● WORK TO BE COMPLETED
Each line from the one containing "of the bright" to the end of the listing below should be output exactly; no other line is wanted.

● SUPPLIED DATA
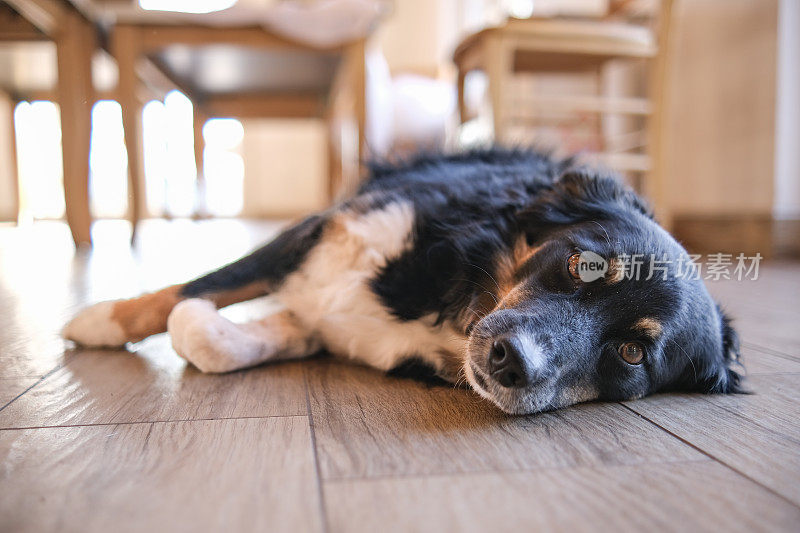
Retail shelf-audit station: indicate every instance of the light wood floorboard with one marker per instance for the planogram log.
(693, 496)
(211, 475)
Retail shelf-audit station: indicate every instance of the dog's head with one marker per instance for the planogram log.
(598, 303)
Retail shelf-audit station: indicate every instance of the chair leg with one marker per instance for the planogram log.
(499, 66)
(198, 121)
(462, 105)
(74, 45)
(125, 49)
(358, 75)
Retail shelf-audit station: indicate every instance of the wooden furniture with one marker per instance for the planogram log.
(75, 42)
(550, 46)
(266, 76)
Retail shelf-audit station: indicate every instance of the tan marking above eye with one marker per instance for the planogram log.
(649, 326)
(572, 266)
(631, 352)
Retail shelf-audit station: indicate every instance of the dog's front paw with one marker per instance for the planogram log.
(96, 326)
(207, 340)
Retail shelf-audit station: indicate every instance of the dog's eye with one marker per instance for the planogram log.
(572, 266)
(631, 352)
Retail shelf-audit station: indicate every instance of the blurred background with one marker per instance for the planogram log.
(267, 109)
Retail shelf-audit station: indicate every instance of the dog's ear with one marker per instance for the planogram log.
(581, 195)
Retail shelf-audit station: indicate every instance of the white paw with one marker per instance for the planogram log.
(207, 340)
(94, 326)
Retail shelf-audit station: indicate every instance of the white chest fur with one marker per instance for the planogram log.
(331, 296)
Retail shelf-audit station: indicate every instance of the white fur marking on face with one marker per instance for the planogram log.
(94, 326)
(331, 296)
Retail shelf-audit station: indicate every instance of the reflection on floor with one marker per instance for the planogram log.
(95, 440)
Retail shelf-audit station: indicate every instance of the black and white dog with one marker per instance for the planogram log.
(504, 268)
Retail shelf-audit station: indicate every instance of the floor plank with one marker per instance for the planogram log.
(695, 496)
(774, 404)
(766, 456)
(231, 475)
(765, 311)
(10, 388)
(370, 425)
(154, 384)
(760, 361)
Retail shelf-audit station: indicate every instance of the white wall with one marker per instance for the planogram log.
(787, 113)
(286, 167)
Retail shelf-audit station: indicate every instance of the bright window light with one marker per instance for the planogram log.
(108, 161)
(169, 156)
(38, 135)
(520, 9)
(223, 166)
(186, 6)
(224, 175)
(223, 133)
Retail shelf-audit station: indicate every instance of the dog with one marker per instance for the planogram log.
(506, 269)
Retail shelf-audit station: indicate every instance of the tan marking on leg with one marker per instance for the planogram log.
(146, 315)
(214, 344)
(649, 326)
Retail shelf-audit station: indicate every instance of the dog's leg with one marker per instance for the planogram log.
(116, 322)
(215, 344)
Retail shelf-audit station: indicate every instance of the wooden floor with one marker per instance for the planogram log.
(115, 441)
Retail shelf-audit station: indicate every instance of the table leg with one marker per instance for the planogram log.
(75, 44)
(125, 47)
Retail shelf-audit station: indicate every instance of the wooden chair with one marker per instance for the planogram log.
(274, 78)
(578, 46)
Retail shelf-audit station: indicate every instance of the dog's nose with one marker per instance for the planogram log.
(507, 363)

● ANSWER BELOW
Retail shelf-audit station: indicate every instance of the bright window light with one marker per instance for the planogram log.
(108, 161)
(169, 156)
(38, 135)
(520, 9)
(223, 166)
(186, 6)
(224, 175)
(223, 133)
Retail shelf-audit station: indicate every instance of the dog with one marker per instance for the planogram log.
(506, 269)
Retail shelf-audit station: indicate every instance of the tan marking on leg with one marker per instance for the planogram log.
(146, 315)
(214, 344)
(649, 326)
Retail shelf-audit station: indicate every instance of the dog's leg with one marker per instance for the planogram log.
(116, 322)
(215, 344)
Retail shelf-audit station: indicate every instance of the wooden floor with one marker per instance for the planogram log.
(115, 441)
Retail shelf-audit station: indicate every instance of the table leg with one marker per instance for the planogram log.
(75, 44)
(125, 47)
Retail shelf-audit station: indicate every instance of the wooden chair with one marker per instance for the planogram log.
(274, 78)
(578, 46)
Retail shelf-audit station: indicate every instance of the dog's nose with one marker per instance for the planogram log.
(507, 363)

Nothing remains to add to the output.